**AIM A**
Return the part of the forum thread about Edward the cat from "## Takoto (Aug" to "cat butt bonus!".
**AIM B**
In the forum thread about Edward the cat, what game did Bethany recently get a copy of?
**AIM C**
Continue the forum thread about Edward the cat and World of Warcraft from the point where it ends.

**PASSAGE PROVIDED**
******

# Edward plays WoW



## sasay1 (Aug 24, 2009)

Or at least he is always in the way when I want to play WoW. It's pretty hilarious. 



















He kept on killing me because he would jump up and just start walking on the keyboard...  He doesn't do that to Adam, just me... He will lay with Adam while he is playing, and headbutt him... but he won't walk on the keyboard. Edward just kills to kill his momma :?


----------



## i.love.my.cats (Aug 11, 2009)

haha what an evil cute and adorable kitty you have :lol:


----------



## seashell (Dec 5, 2003)

Edward is a real character  

seashell


----------



## Takoto (Aug 28, 2009)

My boyfriends cat sits on my hand (when it's on the mouse) when I'm playing WoW. D: And because the cat is so huge my hand gets lost under him xD


----------



## Bethany (Jul 19, 2006)

I've resisted getting into World of Warcraft, but I recently got a copy of Diablo 2. Stormy likes to help me play by sitting on my mouse hand. It's the cat butt bonus!

******

**INFORMATION SHOWN**

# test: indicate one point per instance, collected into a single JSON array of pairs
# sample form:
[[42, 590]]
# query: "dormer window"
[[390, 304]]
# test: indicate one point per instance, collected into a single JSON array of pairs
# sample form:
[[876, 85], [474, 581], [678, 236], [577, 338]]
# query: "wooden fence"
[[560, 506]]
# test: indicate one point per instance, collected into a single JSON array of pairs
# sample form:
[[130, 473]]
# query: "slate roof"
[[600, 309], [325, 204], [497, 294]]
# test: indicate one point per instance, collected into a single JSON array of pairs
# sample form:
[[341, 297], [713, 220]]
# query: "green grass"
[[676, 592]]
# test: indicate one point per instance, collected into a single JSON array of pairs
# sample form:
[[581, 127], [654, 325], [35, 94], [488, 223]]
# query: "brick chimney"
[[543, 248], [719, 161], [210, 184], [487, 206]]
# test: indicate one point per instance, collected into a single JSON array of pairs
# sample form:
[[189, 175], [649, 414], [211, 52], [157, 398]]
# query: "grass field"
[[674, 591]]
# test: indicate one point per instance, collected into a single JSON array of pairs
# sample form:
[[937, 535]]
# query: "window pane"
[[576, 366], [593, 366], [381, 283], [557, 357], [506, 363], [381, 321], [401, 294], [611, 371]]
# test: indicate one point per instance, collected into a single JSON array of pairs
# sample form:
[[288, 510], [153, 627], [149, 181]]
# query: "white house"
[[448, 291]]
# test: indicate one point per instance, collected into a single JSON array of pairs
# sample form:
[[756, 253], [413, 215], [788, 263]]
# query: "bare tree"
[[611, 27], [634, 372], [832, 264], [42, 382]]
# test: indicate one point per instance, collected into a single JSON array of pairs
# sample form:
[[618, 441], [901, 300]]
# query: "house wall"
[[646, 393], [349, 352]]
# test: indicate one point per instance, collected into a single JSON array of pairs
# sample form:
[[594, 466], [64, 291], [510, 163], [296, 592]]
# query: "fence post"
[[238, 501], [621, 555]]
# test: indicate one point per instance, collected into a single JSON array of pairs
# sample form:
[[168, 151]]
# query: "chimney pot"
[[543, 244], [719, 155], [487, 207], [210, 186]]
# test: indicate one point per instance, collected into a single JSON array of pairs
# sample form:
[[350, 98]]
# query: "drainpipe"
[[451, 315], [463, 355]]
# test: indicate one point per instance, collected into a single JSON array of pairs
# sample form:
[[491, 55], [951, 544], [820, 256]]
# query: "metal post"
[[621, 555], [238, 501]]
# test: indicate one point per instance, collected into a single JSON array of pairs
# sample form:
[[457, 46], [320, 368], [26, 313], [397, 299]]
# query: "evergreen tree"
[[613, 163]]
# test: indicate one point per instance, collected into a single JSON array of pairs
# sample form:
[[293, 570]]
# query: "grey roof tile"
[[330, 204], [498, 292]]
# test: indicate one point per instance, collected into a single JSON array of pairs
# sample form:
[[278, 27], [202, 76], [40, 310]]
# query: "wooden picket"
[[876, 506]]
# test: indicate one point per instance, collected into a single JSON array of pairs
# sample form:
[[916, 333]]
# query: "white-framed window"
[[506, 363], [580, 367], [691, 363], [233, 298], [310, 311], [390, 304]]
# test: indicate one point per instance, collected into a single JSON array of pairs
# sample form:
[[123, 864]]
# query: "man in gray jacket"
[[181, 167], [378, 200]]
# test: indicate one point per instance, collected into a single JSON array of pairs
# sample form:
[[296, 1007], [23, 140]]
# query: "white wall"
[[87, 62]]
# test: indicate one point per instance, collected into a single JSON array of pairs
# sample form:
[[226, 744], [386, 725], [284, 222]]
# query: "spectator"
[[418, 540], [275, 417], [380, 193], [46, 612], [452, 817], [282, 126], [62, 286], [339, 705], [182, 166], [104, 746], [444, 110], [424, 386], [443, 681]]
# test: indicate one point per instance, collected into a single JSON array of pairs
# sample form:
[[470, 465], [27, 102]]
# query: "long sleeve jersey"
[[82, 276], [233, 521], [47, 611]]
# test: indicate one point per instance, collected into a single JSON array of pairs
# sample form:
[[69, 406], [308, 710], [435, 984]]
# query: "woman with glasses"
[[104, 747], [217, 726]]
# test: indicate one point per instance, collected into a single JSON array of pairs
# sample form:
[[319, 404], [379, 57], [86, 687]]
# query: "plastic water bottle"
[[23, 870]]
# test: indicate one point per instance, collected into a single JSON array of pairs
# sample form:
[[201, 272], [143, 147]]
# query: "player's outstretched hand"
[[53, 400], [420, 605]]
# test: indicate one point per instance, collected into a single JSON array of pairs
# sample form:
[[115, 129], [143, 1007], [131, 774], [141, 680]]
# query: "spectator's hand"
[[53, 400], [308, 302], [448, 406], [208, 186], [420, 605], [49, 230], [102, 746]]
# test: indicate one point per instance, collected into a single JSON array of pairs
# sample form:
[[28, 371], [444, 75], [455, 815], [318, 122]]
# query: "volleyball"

******

**REPLY A**
## Takoto (Aug 28, 2009)

My boyfriends cat sits on my hand (when it's on the mouse) when I'm playing WoW. D: And because the cat is so huge my hand gets lost under him xD


----------



## Bethany (Jul 19, 2006)

I've resisted getting into World of Warcraft, but I recently got a copy of Diablo 2. Stormy likes to help me play by sitting on my mouse hand. It's the cat butt bonus!

**REPLY B**
Diablo 2

**REPLY C**
----------



## sasay1 (Aug 24, 2009)

Hahahah! That's hilarious! I guess I can be thankful that he doesn't sit on my hand  

And I definitely resisted WoW for a long time by playing Diablo 2, it's a pretty epic game... but you might have more fun playing WoW


----------



## Takoto (Aug 28, 2009)

Bethany said:


> I've resisted getting into World of Warcraft, but I recently got a copy of Diablo 2. Stormy likes to help me play by sitting on my mouse hand. It's the cat butt bonus!


I resisted playing it for ages, but my Boyfriend started playing (we play on a Private Server) so I joined in. It's fun, although all the level grinding is a drag sometimes.


----------



## Jadedea Jade (Feb 3, 2009)

sasay1 said:


> Or at least he is always in the way when I want to play WoW. It's pretty hilarious.
> 
> 
> 
> ...


my cat azores would sometime do that when i playing everquest 2. i see you got the saitek II keyboard. you should get yourself the III generation, its sweet!


----------



## sasay1 (Aug 24, 2009)

> i see you got the saitek II keyboard. you should get yourself the III generation, its sweet!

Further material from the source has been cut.